# [WHAT IS REQUIRED]
Copy the data starting at the line containing "Note to the class: indicate the rocky" and ending at the last line, replacing "rocky shore" with "stony shoreline" and keeping everything else the same.

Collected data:
◆ ◆ ◆ ◆ ◆ ◆ ◆

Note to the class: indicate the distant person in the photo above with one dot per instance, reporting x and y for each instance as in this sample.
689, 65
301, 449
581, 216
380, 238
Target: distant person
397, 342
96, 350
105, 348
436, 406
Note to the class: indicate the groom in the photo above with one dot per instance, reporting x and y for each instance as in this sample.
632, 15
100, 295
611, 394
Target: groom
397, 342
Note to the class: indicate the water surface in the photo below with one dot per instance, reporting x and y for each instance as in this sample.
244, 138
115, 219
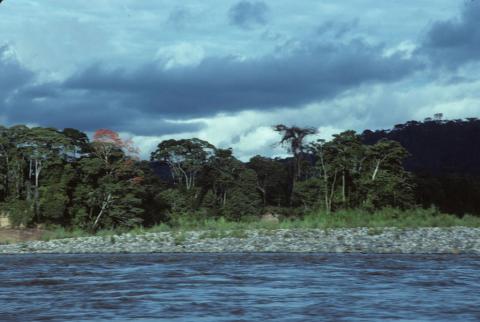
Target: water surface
239, 287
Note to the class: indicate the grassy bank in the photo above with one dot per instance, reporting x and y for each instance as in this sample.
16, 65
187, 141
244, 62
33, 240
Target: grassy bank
315, 220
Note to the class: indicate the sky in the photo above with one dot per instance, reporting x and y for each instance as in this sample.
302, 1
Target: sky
226, 71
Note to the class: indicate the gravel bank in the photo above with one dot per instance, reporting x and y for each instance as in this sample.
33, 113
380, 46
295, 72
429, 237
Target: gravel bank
457, 240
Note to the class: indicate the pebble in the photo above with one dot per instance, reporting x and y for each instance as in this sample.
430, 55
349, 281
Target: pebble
456, 240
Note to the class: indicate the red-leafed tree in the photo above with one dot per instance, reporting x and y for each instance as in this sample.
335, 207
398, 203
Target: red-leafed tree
117, 195
108, 146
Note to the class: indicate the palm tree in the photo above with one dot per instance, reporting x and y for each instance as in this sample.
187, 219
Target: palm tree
293, 138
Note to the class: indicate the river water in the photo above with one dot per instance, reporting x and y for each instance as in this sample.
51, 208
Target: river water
239, 287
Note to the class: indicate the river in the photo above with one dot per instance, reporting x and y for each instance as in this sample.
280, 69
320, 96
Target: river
239, 287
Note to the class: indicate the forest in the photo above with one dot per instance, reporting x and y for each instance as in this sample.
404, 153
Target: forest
63, 178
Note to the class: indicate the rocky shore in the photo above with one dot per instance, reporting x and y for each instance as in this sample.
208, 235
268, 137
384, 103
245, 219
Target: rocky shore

◆ ◆ ◆ ◆ ◆ ◆ ◆

# [IN RESPONSE]
Note to the class: indicate the stony shoreline in the photo above with one dot per instance, reporting x and y for each instance as in this sample.
208, 235
268, 137
384, 103
245, 219
Target: stony shoreline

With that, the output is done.